Reproduce the data exactly as given, except for any images.

** DATA follows **

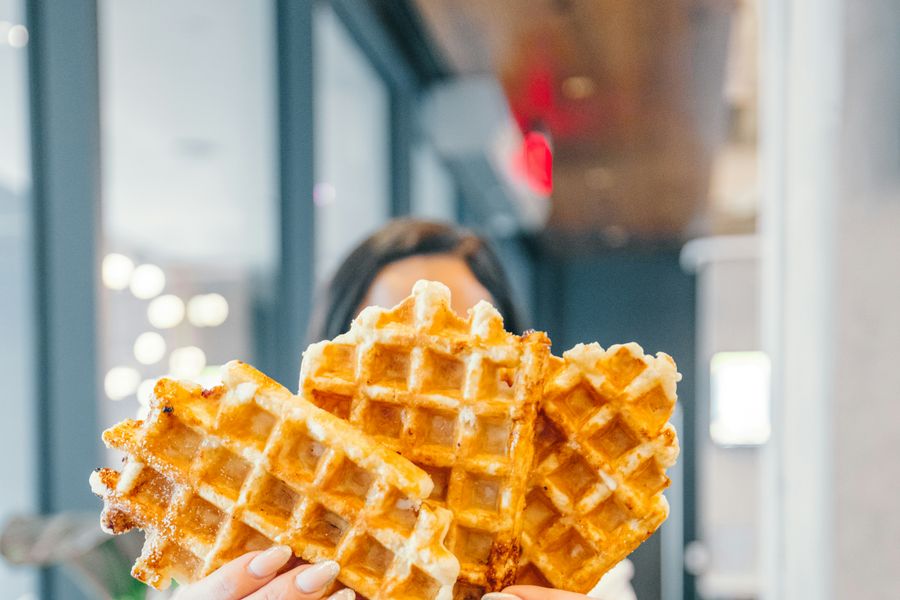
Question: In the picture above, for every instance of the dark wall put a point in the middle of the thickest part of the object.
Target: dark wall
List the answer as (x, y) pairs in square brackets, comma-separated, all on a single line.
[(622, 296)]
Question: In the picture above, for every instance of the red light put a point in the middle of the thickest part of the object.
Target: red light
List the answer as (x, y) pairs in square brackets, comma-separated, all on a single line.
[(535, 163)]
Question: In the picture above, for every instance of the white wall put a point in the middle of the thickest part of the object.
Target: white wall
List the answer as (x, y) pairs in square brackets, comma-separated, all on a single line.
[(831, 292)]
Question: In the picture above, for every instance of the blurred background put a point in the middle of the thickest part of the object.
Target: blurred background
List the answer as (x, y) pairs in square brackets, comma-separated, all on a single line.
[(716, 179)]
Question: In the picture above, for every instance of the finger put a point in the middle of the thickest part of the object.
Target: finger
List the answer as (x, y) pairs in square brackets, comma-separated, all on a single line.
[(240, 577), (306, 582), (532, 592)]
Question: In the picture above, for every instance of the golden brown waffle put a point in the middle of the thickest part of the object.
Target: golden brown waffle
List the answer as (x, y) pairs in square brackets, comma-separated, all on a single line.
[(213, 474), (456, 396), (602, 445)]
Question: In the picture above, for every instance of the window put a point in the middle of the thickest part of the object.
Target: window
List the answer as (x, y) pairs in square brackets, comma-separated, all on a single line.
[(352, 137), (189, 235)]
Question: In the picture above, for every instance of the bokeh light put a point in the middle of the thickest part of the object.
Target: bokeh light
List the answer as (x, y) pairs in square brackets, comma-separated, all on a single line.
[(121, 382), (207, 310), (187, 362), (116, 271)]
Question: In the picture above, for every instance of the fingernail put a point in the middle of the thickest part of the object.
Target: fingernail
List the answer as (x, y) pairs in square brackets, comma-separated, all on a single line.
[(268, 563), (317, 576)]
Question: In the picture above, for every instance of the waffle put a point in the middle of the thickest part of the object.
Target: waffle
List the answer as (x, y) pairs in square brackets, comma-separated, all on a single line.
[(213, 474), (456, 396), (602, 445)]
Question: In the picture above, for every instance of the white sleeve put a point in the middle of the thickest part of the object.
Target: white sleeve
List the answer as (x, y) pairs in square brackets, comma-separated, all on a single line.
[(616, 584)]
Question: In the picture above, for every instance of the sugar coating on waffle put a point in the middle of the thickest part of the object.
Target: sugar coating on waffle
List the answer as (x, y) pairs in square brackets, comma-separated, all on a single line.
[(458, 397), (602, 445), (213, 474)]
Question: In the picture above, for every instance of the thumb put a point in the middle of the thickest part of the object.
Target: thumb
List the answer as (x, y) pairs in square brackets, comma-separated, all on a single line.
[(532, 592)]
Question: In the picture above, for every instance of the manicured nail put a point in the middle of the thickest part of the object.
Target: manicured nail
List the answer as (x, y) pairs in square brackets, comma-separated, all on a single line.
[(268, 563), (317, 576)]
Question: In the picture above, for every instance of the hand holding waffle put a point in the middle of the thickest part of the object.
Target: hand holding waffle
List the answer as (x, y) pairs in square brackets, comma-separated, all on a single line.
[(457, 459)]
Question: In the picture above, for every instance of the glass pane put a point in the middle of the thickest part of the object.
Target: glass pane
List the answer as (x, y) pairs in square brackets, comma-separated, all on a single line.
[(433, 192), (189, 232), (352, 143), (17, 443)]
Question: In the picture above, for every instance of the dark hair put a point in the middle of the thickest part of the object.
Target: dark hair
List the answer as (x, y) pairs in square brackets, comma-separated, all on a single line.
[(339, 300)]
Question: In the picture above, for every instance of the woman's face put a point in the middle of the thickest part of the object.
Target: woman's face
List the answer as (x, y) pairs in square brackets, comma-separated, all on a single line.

** End of DATA **

◆ **WORKED SOLUTION**:
Question: In the picture above, for every instance of the dark wall put a point in the middle of the thickest part of the object.
Target: dark wall
List the answer as (x, y) pairs in square brackets, comma-separated, all on a single line.
[(622, 296)]
Question: In the picture above, for every instance of the red light put a point in the middle of the thickest part of the object.
Target: red light
List the answer as (x, y) pairs in square brackets, comma-separated, all on a single line.
[(535, 163)]
Question: In the picture above, for every instance of the white wall put a point in the middle of the thickest part of the object.
Target: white wall
List the answer as (x, y) pairs in square brackets, comma-separated, all on a single line.
[(831, 292)]
Question: In the picture above, for every instance of the blurred background put a point in the middle of the thickest part of the object.
Target: blurred background
List the answer as (x, y) pairs in square brackets, comma-separated, all on a single line.
[(716, 179)]
Question: In the picture above, for every instance of the finger put a point in the middle of the thickest part of the object.
Target: finger
List the answer as (x, y) pairs in square brackets, comma-separated, all on a single line.
[(240, 577), (306, 582), (532, 592)]
Question: In the picture above, for every instance of the golden brown waffle put a point in the middle of the thickest part of the object.
Target: golden brown waffle
List the answer as (x, y) pairs in square brackets, comma-separated, all on a single line.
[(213, 474), (456, 396), (602, 445)]
Question: In the picture above, for every instance of the window put a point in the middle of the thickest part of the object.
Target: window
List the answer as (x, y) pairs in square brackets, comma-separated, all on a single line.
[(352, 137), (189, 235)]
Question: In the picture above, for every instance of the bokeh light put a point in the middle of the thickest part of the object.
Target: bokeh light
List the answer as (x, y) pairs in square brackets, comma-separated, all on a single line.
[(121, 382), (207, 310), (187, 362), (116, 271)]
Question: In the picture above, for every instance of the fingernail put a point in the middle of the thickest part of the object.
Target: fingernail
List the answer as (x, y) pairs in square brackets, comma-separated, all on a single line.
[(268, 563), (317, 576)]
Question: In the picture above, for every instance of the waffle put a point in the middle of the thickest part of the object.
Target: waffle
List the answer as (x, y) pairs in square brackets, comma-separated, all on a single line.
[(213, 474), (456, 396), (602, 445)]
Question: In the picture above, for every instance of the white sleeve put a point in the middle of the thickest part of the object.
Target: white sleeve
List the answer as (x, y) pairs in square brackets, comma-separated, all on a single line.
[(616, 584)]
Question: In the picture above, for every instance of the sugar coating on waffle put a point in the middle of the thickest part of the object.
Target: sugar coating on waffle
List the answer as (x, y) pairs in square brackets, comma-separated, all on a single line.
[(458, 397), (602, 445), (213, 474)]
Question: In the picture above, for every instance of the thumb put a point in the middle of the thickest part of the object.
Target: thumb
List the answer as (x, y) pairs in square brackets, comma-separated, all on a single line.
[(532, 592)]
Question: In the picture above, for every instance of the manicured nail put a point in the middle of the thickest part of the object.
Target: manicured nail
List the answer as (x, y) pairs in square brackets, comma-separated, all on a single line.
[(268, 563), (317, 576)]
Question: In the picture above, for every instance of the hand holding waffle put a point in the middle of the thickest part of the object.
Target: hand holding waffle
List the answer as (x, y) pairs in square brackets, comma-separated, all on a single line.
[(457, 459)]
Question: In the picture above, for every instance of the glass pane put a point in the middle of the thickest part of the object.
Target: glass pane
List the answer as (x, y) pairs in square brackets, comma-separated, all on a single line.
[(433, 192), (189, 232), (352, 143), (17, 443)]
Question: In the picture above, for every instance of the dark hair put a point in the middle of the thickest part of the object.
Target: dark hair
List the answer as (x, y) pairs in square brackets, comma-separated, all on a single line.
[(339, 300)]
Question: In the picture above, for every instance of the woman's face put a point in the middle of the thickest part of the object.
Target: woman's face
List the answer as (x, y) pairs in square brackets, comma-separated, all on a single line.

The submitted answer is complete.